***** Entries supplied *****

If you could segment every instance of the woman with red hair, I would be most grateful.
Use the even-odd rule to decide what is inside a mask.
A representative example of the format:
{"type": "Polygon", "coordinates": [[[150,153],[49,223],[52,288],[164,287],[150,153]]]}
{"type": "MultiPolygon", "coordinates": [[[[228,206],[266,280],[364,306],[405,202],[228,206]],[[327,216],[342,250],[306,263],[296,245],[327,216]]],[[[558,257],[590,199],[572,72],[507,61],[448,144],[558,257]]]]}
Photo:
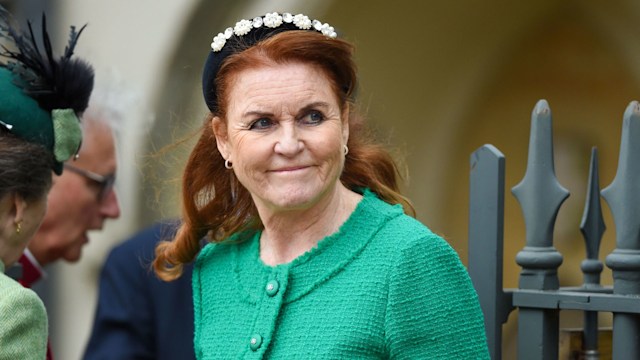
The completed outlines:
{"type": "Polygon", "coordinates": [[[183,223],[154,262],[171,280],[197,256],[196,356],[488,358],[463,265],[355,109],[352,46],[268,13],[211,47],[183,223]]]}

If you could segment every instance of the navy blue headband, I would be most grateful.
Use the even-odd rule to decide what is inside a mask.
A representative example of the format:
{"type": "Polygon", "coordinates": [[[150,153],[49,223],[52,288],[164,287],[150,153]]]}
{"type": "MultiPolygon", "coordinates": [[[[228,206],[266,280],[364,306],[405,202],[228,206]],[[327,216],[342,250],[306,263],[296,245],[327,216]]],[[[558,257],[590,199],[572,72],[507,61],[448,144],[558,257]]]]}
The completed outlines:
{"type": "Polygon", "coordinates": [[[253,20],[240,20],[235,27],[227,28],[213,38],[212,51],[207,57],[202,73],[204,101],[212,113],[218,112],[215,80],[224,59],[229,55],[246,50],[264,39],[289,30],[311,30],[321,32],[331,38],[337,36],[332,26],[318,20],[310,20],[306,15],[274,12],[258,16],[253,20]]]}

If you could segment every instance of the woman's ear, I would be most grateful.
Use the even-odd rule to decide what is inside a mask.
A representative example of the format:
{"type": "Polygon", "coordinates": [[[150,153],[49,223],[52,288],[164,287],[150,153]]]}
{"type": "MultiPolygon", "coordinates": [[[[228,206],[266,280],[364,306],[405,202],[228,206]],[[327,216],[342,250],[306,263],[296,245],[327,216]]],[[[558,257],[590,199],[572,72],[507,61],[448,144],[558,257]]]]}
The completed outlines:
{"type": "Polygon", "coordinates": [[[229,137],[227,134],[227,124],[218,116],[214,116],[211,119],[211,129],[213,130],[213,135],[216,137],[216,145],[218,146],[218,151],[223,158],[229,158],[229,137]]]}
{"type": "Polygon", "coordinates": [[[342,140],[343,144],[347,144],[349,141],[349,104],[347,103],[342,110],[342,140]]]}
{"type": "Polygon", "coordinates": [[[18,194],[12,195],[13,208],[11,213],[13,214],[13,222],[20,223],[24,220],[25,212],[27,210],[27,202],[18,194]]]}

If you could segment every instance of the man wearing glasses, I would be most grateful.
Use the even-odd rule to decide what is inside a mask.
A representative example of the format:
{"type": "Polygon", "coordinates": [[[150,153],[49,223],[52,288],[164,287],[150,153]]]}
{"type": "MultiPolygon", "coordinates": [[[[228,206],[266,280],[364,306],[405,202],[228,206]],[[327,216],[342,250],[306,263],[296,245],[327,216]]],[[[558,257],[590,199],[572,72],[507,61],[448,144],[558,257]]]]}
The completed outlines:
{"type": "Polygon", "coordinates": [[[59,259],[78,261],[89,241],[87,233],[120,216],[113,190],[117,166],[113,126],[101,115],[91,107],[87,110],[79,157],[69,160],[63,174],[53,178],[47,214],[20,259],[23,286],[38,281],[45,265],[59,259]]]}

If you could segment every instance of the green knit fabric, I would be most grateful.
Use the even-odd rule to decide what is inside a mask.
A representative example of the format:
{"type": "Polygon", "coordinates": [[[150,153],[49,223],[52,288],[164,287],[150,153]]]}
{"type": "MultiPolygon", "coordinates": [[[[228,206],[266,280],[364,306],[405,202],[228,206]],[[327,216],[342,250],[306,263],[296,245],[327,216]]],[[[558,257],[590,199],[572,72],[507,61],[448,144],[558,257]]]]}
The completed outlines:
{"type": "Polygon", "coordinates": [[[4,274],[0,261],[0,360],[42,360],[47,352],[47,313],[42,300],[4,274]]]}
{"type": "Polygon", "coordinates": [[[193,273],[198,359],[489,359],[455,251],[364,195],[336,234],[288,264],[262,263],[259,233],[207,245],[193,273]]]}

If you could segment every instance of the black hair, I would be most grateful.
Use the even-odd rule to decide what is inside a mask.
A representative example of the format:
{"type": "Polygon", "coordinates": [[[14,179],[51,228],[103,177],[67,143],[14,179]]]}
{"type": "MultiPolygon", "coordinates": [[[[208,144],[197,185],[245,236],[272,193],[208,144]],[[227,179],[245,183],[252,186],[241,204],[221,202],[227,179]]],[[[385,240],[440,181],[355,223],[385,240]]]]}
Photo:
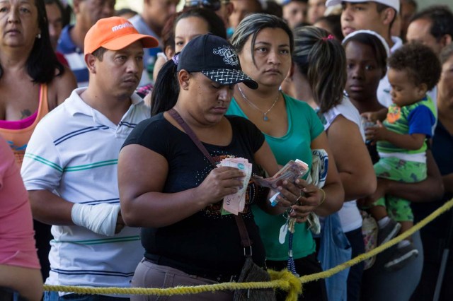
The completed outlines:
{"type": "Polygon", "coordinates": [[[164,49],[169,47],[175,49],[175,28],[180,20],[189,17],[196,17],[204,20],[207,24],[207,30],[219,37],[226,39],[226,28],[224,21],[212,11],[202,7],[185,7],[182,12],[173,14],[167,20],[162,30],[164,49]]]}
{"type": "Polygon", "coordinates": [[[382,45],[382,42],[375,35],[360,33],[348,37],[348,40],[343,42],[343,47],[346,48],[348,43],[352,41],[371,47],[378,67],[381,68],[384,71],[382,73],[382,77],[384,77],[387,70],[387,52],[382,45]]]}
{"type": "MultiPolygon", "coordinates": [[[[33,83],[49,83],[55,77],[55,69],[58,69],[58,76],[64,73],[64,67],[57,59],[50,45],[49,23],[44,0],[35,0],[35,5],[38,8],[38,26],[41,32],[40,38],[35,38],[35,43],[27,58],[25,66],[27,73],[33,83]]],[[[2,75],[3,68],[0,66],[0,78],[2,75]]]]}
{"type": "MultiPolygon", "coordinates": [[[[306,1],[300,0],[300,1],[306,3],[306,1]]],[[[278,18],[283,18],[283,8],[274,0],[266,0],[264,6],[265,9],[263,10],[263,13],[274,15],[278,18]]]]}
{"type": "Polygon", "coordinates": [[[346,55],[340,41],[323,28],[296,28],[292,59],[306,77],[321,113],[341,102],[347,73],[346,55]]]}
{"type": "MultiPolygon", "coordinates": [[[[376,9],[377,10],[378,13],[381,13],[386,8],[391,8],[394,11],[395,16],[394,16],[394,18],[391,20],[391,21],[389,24],[389,33],[390,33],[391,26],[393,26],[394,23],[395,23],[395,20],[396,20],[396,17],[398,17],[398,11],[396,11],[396,10],[393,7],[389,6],[388,5],[382,4],[382,3],[377,3],[377,2],[374,2],[374,3],[376,3],[376,9]]],[[[401,4],[400,4],[400,6],[401,6],[401,4]]]]}
{"type": "Polygon", "coordinates": [[[389,57],[389,68],[406,71],[415,85],[426,84],[432,90],[439,81],[442,66],[435,53],[428,46],[409,43],[396,49],[389,57]]]}
{"type": "Polygon", "coordinates": [[[431,21],[430,33],[437,42],[445,35],[453,38],[453,13],[446,5],[434,5],[415,13],[410,22],[426,19],[431,21]]]}
{"type": "Polygon", "coordinates": [[[72,14],[72,8],[71,8],[69,5],[67,4],[65,6],[63,6],[63,4],[60,0],[44,0],[44,3],[45,5],[56,4],[60,13],[62,13],[62,25],[64,27],[69,24],[69,22],[71,22],[71,15],[72,14]]]}
{"type": "Polygon", "coordinates": [[[345,36],[341,30],[341,15],[323,16],[316,19],[316,22],[326,22],[331,28],[331,33],[335,35],[339,41],[342,41],[345,36]]]}
{"type": "Polygon", "coordinates": [[[179,95],[176,64],[173,59],[166,62],[157,74],[151,94],[151,115],[168,111],[175,106],[179,95]]]}
{"type": "Polygon", "coordinates": [[[453,43],[445,46],[440,52],[440,63],[443,65],[453,55],[453,43]]]}
{"type": "Polygon", "coordinates": [[[137,15],[137,12],[134,11],[133,9],[125,7],[121,9],[118,9],[115,12],[115,16],[122,16],[127,13],[130,13],[132,15],[137,15]]]}
{"type": "Polygon", "coordinates": [[[97,49],[96,49],[95,51],[93,52],[93,53],[91,54],[93,54],[94,57],[96,57],[96,59],[98,59],[99,61],[102,61],[103,57],[104,57],[104,54],[107,52],[107,48],[104,48],[103,47],[101,47],[99,48],[98,48],[97,49]]]}
{"type": "Polygon", "coordinates": [[[231,37],[230,42],[236,49],[238,53],[242,52],[244,45],[251,36],[251,56],[253,64],[255,63],[255,55],[253,48],[255,41],[258,33],[265,28],[280,28],[282,29],[289,38],[289,50],[291,53],[294,52],[294,37],[292,30],[288,26],[285,20],[273,15],[266,13],[253,13],[244,18],[237,28],[234,30],[234,33],[231,37]]]}

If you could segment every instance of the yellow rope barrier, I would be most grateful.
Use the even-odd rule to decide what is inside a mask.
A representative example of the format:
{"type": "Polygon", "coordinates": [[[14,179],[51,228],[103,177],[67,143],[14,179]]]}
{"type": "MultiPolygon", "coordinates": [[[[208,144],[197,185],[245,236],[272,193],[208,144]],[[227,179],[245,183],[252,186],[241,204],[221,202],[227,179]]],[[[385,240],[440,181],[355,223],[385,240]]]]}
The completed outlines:
{"type": "Polygon", "coordinates": [[[408,230],[403,232],[398,237],[389,240],[367,253],[357,256],[352,259],[344,262],[329,270],[324,271],[314,274],[306,275],[297,278],[291,272],[283,270],[275,271],[269,270],[269,273],[272,278],[268,282],[248,282],[248,283],[224,283],[197,286],[176,286],[168,288],[88,288],[81,286],[69,285],[44,285],[44,290],[57,291],[65,293],[76,293],[79,294],[117,294],[117,295],[173,295],[197,294],[200,293],[215,292],[216,290],[236,290],[244,289],[260,289],[260,288],[280,288],[288,292],[287,301],[297,300],[297,295],[302,291],[302,283],[314,281],[318,279],[331,277],[345,268],[358,264],[368,258],[372,257],[389,248],[401,240],[412,235],[428,223],[432,221],[440,215],[445,213],[453,207],[453,199],[446,202],[443,206],[438,208],[423,220],[415,225],[408,230]]]}

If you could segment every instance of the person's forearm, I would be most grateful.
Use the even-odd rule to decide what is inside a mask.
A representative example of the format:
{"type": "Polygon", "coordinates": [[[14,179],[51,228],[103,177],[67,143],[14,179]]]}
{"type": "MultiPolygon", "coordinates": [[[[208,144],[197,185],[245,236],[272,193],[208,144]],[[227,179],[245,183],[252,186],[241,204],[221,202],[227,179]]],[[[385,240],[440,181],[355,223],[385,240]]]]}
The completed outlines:
{"type": "Polygon", "coordinates": [[[315,213],[321,216],[327,216],[341,208],[345,198],[345,191],[340,183],[334,182],[323,187],[326,193],[326,199],[315,210],[315,213]]]}
{"type": "Polygon", "coordinates": [[[207,205],[194,188],[174,194],[148,192],[127,201],[122,199],[121,213],[128,226],[160,228],[187,218],[207,205]]]}
{"type": "Polygon", "coordinates": [[[29,190],[33,218],[49,225],[72,225],[71,211],[74,203],[48,190],[29,190]]]}
{"type": "Polygon", "coordinates": [[[39,268],[0,264],[0,287],[11,288],[30,301],[42,296],[42,276],[39,268]]]}
{"type": "Polygon", "coordinates": [[[453,173],[445,175],[442,177],[446,194],[453,194],[453,173]]]}
{"type": "Polygon", "coordinates": [[[388,179],[383,180],[386,194],[391,194],[414,203],[434,201],[442,198],[444,187],[442,181],[427,178],[418,183],[403,183],[388,179]]]}
{"type": "Polygon", "coordinates": [[[385,140],[400,148],[418,150],[423,146],[425,138],[418,135],[401,134],[386,131],[385,140]]]}
{"type": "Polygon", "coordinates": [[[377,180],[374,173],[360,175],[360,179],[357,179],[357,175],[350,172],[339,172],[339,175],[345,190],[345,201],[355,201],[367,196],[376,190],[377,180]]]}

*****

Count the lines in the rows above that contain the string "every" and reply with only that number.

### Task output:
8